▶ Data for review
== Segment start ==

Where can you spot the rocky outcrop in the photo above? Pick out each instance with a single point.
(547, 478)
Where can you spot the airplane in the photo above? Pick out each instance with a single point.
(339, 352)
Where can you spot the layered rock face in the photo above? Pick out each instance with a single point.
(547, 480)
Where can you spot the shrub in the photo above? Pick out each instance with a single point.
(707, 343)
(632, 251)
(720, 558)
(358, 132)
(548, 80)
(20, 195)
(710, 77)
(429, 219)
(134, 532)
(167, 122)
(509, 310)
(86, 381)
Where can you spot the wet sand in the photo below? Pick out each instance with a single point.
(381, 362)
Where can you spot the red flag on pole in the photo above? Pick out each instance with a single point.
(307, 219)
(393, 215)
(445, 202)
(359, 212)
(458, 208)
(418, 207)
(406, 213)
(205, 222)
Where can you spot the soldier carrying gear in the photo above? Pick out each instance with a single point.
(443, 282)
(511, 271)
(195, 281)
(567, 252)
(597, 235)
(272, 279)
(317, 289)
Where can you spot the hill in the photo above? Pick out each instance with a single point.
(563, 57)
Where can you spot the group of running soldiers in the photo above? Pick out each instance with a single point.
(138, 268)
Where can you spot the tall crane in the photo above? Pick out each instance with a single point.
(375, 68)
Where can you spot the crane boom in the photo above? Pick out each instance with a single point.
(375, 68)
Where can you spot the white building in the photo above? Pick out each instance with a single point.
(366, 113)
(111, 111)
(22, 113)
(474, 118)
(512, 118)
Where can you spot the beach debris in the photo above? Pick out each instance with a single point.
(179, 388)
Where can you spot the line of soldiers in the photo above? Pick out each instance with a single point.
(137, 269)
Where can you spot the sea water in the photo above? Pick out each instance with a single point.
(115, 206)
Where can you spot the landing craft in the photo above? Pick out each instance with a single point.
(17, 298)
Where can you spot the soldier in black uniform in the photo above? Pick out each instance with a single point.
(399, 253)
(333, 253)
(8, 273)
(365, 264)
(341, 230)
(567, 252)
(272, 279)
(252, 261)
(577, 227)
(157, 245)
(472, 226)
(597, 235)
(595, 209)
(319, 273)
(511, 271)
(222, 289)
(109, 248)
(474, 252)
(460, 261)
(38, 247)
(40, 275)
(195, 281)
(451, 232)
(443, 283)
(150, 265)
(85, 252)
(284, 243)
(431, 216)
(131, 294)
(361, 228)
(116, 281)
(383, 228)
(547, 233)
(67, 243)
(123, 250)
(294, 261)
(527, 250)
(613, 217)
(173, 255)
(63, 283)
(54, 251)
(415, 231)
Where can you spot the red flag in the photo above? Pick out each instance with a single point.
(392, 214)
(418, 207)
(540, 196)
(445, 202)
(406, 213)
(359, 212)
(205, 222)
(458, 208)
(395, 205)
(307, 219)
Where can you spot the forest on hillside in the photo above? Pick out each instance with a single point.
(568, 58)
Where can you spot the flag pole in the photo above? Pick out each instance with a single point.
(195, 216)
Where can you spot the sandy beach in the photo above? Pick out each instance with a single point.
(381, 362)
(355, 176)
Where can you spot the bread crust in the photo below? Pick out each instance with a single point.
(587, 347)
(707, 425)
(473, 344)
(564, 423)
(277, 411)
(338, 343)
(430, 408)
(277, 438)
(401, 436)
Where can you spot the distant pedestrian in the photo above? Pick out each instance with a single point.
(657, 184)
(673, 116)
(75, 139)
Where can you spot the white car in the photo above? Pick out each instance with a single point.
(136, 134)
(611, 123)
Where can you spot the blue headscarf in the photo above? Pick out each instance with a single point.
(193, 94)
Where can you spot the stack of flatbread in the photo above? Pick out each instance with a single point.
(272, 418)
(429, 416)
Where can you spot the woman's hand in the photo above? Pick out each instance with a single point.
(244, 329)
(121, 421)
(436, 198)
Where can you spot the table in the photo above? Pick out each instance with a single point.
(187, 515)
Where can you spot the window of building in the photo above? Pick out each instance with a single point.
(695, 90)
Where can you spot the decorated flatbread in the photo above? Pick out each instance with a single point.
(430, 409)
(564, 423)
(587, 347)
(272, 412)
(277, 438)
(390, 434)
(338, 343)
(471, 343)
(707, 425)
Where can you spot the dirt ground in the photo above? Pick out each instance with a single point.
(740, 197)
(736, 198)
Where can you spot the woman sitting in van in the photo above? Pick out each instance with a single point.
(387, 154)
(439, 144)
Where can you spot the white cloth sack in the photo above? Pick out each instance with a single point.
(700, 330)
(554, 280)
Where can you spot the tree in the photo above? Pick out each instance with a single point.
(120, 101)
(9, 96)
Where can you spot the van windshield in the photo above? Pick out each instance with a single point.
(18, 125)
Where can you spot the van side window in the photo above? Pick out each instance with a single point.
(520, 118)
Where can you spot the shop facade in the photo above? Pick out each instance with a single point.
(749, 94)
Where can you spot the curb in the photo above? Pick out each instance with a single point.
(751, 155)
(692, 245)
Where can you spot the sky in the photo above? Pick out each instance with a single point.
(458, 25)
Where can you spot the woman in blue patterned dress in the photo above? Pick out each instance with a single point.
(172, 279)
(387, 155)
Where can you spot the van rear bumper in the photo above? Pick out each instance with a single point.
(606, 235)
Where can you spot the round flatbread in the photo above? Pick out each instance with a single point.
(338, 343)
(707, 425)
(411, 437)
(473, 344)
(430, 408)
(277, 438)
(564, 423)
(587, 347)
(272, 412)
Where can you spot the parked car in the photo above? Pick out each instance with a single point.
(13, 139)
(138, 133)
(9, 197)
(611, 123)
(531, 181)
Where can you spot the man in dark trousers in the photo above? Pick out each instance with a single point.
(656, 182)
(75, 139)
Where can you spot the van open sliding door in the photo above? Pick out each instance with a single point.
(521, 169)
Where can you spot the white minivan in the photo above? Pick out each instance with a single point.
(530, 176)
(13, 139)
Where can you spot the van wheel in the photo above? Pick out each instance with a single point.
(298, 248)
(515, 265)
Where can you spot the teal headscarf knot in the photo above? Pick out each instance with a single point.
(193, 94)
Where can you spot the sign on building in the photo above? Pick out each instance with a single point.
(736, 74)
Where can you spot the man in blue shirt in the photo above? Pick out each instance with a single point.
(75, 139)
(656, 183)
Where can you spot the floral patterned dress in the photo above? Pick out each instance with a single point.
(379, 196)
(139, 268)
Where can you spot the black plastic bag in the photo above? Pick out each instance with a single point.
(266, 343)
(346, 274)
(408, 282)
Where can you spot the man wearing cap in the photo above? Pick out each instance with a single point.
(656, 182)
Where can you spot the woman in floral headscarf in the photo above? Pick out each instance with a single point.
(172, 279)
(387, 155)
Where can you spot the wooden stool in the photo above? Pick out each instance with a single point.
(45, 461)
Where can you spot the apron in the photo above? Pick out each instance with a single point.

== Segment end ==

▶ Task to complete
Repeat each of the records exactly as written.

▶ Task response
Where can you spot the rocky outcrop in the photo above? Pick out each instance with a single point.
(547, 478)
Where can you spot the airplane in the photo above? Pick out each instance with a single point.
(339, 352)
Where can you spot the layered rock face in the photo above? Pick out each instance with a single point.
(547, 480)
Where can you spot the shrub in the photo above? Pick out each instance with a single point.
(707, 343)
(632, 251)
(720, 558)
(358, 132)
(548, 80)
(20, 195)
(710, 77)
(429, 219)
(134, 532)
(167, 122)
(509, 310)
(86, 381)
Where can you spot the wet sand in the photo below? Pick out each instance with a single point.
(381, 362)
Where can you spot the red flag on pole in the photo above? Pick out each instance with a single point.
(307, 219)
(393, 215)
(445, 202)
(359, 212)
(458, 208)
(418, 207)
(406, 213)
(205, 222)
Where can you spot the soldier carrying gear in the photo above? Pick out each instance with a single point.
(443, 282)
(511, 271)
(195, 281)
(567, 252)
(597, 235)
(272, 279)
(317, 289)
Where can you spot the hill in the photo above? Pick out each instance with a single point.
(563, 57)
Where can you spot the group of running soldiers in the photo above? Pick out each instance with a single point.
(138, 268)
Where can you spot the tall crane in the photo above? Pick out each instance with a single point.
(375, 68)
Where can you spot the crane boom in the photo above? Pick out each instance with a single point.
(375, 68)
Where can you spot the white building in the photo above? Pick out each instance with a single point.
(366, 113)
(111, 111)
(22, 113)
(474, 118)
(512, 118)
Where can you spot the beach debris in the photo above? Pick out each instance with a single point.
(179, 388)
Where can you spot the line of soldiers in the photo above? Pick out each instance with a single point.
(137, 269)
Where can you spot the sea water in the photo above? Pick out each instance with a single point.
(115, 206)
Where can you spot the landing craft in the photo above? Pick out each instance with a single point.
(17, 298)
Where can you spot the soldier in black uniform in the photo above? Pick out each instance with a single point.
(399, 253)
(333, 253)
(8, 273)
(365, 264)
(341, 230)
(567, 252)
(272, 279)
(252, 261)
(577, 227)
(157, 245)
(472, 226)
(597, 235)
(595, 209)
(319, 273)
(511, 271)
(222, 289)
(109, 248)
(474, 252)
(460, 261)
(38, 247)
(40, 275)
(195, 281)
(451, 232)
(443, 283)
(150, 265)
(85, 252)
(284, 243)
(431, 216)
(131, 294)
(361, 228)
(116, 281)
(383, 228)
(547, 233)
(67, 243)
(123, 250)
(294, 261)
(527, 250)
(613, 217)
(173, 255)
(63, 283)
(54, 251)
(415, 231)
Where can you spot the red flag in the photo above? Pick out each instance with a single point.
(392, 214)
(418, 207)
(540, 196)
(445, 202)
(406, 213)
(359, 212)
(205, 222)
(458, 208)
(395, 205)
(307, 219)
Where can you spot the forest on hillside in the photo above? Pick out each instance with a single point.
(568, 58)
Where can you spot the flag pole in the photo above? Pick out each instance with a single point.
(195, 216)
Where can you spot the sandy beach in the photo above? Pick out each instance with a single point.
(381, 362)
(355, 176)
Where can you spot the bread crust in the photo below? Pick out each instance with a single point.
(587, 347)
(707, 425)
(473, 344)
(564, 423)
(277, 411)
(338, 343)
(430, 408)
(277, 438)
(401, 436)
Where can you spot the distant pedestrian in the photo above? Pick out each instance with a single point.
(657, 184)
(673, 116)
(75, 139)
Where can you spot the white car in the photo above? Pick out each instance with a single point.
(136, 134)
(611, 123)
Where can you spot the blue headscarf in the photo above? Pick out each instance with a single point.
(193, 94)
Where can you spot the stack of flatbread in the photo above? Pick out each instance with a single point.
(272, 418)
(429, 416)
Where can you spot the woman's hand in the photo above? Pick out each instance with a single point.
(244, 329)
(121, 421)
(436, 198)
Where can you spot the table in the photo above? Pick out each instance with a single point.
(187, 515)
Where can you spot the window of building in the photo above? Pick out each instance with a single point.
(695, 90)
Where can you spot the decorated flatbread in the photo above? Pick out each instance with a single point.
(430, 409)
(564, 423)
(587, 347)
(272, 412)
(277, 438)
(390, 434)
(338, 343)
(471, 343)
(707, 425)
Where can you spot the dirt ground in the photo above? Pick out each instance with a single point.
(740, 197)
(736, 198)
Where can you spot the woman sitting in van in the photo above? Pick out each instance with a single point.
(387, 154)
(439, 144)
Where can you spot the white cloth sack in the photo above? Pick out each instance with a single point.
(700, 330)
(554, 280)
Where can you spot the tree in the photo above? Pick out each instance with a single point.
(120, 101)
(9, 96)
Where can you spot the van windshield in the photo above? Pick out each instance with a single point.
(18, 125)
Where can you spot the van side window in the photo above? Pick out each instance with a single point.
(520, 118)
Where can you spot the shop facade in the photo above? Pick out each instance with a single point.
(749, 94)
Where can you spot the curb in the photo above? Pick out each instance with a single point.
(751, 155)
(692, 245)
Where can you spot the sky in the photo above? Pick out each instance with a single point.
(458, 25)
Where can you spot the woman in blue patterned dress in the photo above? Pick out each instance with a single point.
(172, 279)
(387, 155)
Where can you spot the van rear bumper in the photo above? Pick out each instance with a single point.
(606, 235)
Where can you spot the round flatbread in the photo above? Pick out each instance with a single point.
(338, 343)
(707, 425)
(411, 437)
(473, 344)
(430, 408)
(277, 438)
(564, 423)
(587, 347)
(272, 412)
Where can you spot the parked car in the photo above? Pick out each instance with a single point.
(13, 139)
(138, 133)
(9, 197)
(611, 123)
(531, 181)
Where can you spot the man in dark trousers in the photo above? Pick out each instance with a single point.
(656, 182)
(75, 139)
Where can you spot the van open sliding door in the photo above? Pick out each instance with a single point.
(521, 169)
Where can you spot the white minivan in the photo above? Pick out each instance with a single point.
(530, 176)
(13, 139)
Where can you spot the van wheel in the photo above? Pick out each instance with a single point.
(298, 248)
(515, 265)
Where can you spot the teal headscarf knot in the photo above? Pick out each instance with a single point.
(193, 94)
Where can you spot the sign on building in the photo above? Pick out each instance with a single point.
(736, 74)
Where can you spot the man in blue shirt in the photo above? Pick out each instance with a single point.
(75, 139)
(656, 183)
Where can you spot the floral patterned dress in the photo above? Pick out each instance with a single point.
(379, 196)
(139, 268)
Where can you spot the black plastic bag in the photo above? Pick out each instance with a single point.
(266, 343)
(346, 274)
(408, 282)
Where can you spot the man wearing cap in the photo above? Pick out each instance with a single point.
(656, 182)
Where can you spot the woman in floral headscarf in the photo above? Pick out each instance with a single point.
(172, 279)
(387, 155)
Where can you spot the wooden stool in the photo above? Pick out each instance with a single point.
(45, 461)
Where can you spot the apron in the photo above? Pick out each instance with a single point.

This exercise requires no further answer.